Biden to release oil from Strategic Petroleum Reserve

Biden to release oil from Strategic Petroleum Reserve

President Biden plans to release 50 million barrels of oil from the Strategic Petroleum Reserve. The hope was to reduce gas prices, but this is such a small amount that it won’t reduce prices for long, or by much. And there is too little in the reserve to have a long-lasting effect on gas prices.

As Hot Air’s Ed Morrissey notes, this release is insignificant as

 as spitting into the ocean….Fifty million barrels of oil sounds like a lot, right? It’s not — at all. In 2020, when consumption hit its lowest level in a quarter-century, the US consumed 18 million barrels of oil a day. Don’t take my word for it; the US Energy Information Administration has this data easily available. And that was after the largest single-year decline in consumption in US history to boot…Essentially, Biden has supplied enough oil to bootstrap consumers for the weekend.

Given information –
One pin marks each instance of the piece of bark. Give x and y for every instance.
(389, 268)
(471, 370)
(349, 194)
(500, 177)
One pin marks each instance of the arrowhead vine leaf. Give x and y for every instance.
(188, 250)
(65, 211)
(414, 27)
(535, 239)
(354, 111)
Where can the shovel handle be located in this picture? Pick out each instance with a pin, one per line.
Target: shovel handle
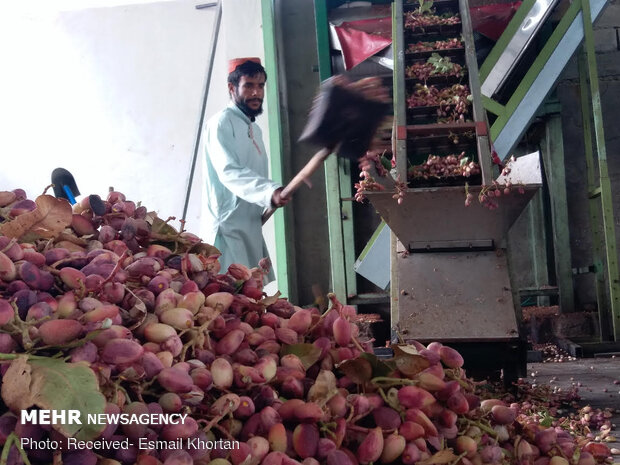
(313, 164)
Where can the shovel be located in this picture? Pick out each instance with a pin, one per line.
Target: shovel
(66, 188)
(343, 120)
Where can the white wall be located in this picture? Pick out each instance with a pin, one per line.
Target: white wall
(113, 94)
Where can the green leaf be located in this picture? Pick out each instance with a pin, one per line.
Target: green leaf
(205, 249)
(159, 226)
(309, 354)
(52, 384)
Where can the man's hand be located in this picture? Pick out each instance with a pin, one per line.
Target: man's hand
(277, 200)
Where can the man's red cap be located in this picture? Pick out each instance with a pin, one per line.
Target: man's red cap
(232, 64)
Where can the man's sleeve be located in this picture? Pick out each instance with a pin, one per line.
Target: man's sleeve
(240, 180)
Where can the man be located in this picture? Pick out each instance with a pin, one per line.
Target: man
(237, 187)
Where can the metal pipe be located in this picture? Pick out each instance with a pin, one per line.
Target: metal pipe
(216, 31)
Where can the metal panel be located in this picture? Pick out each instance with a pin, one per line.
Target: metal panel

Activities –
A) According to the passage on the Strategic Petroleum Reserve, how much oil did the US consume per day in 2020?
B) Using the passage on the Strategic Petroleum Reserve, explain why the planned release is not expected to lower gas prices for long or by much.

Per-task outputs –
A) 18 million barrels a day.

B) The 50 million barrels are small compared with US consumption, which was 18 million barrels a day in 2020 even at its lowest level in a quarter-century, so the release covers only about a weekend of use. The reserve also holds too little oil to have a long-lasting effect on gas prices.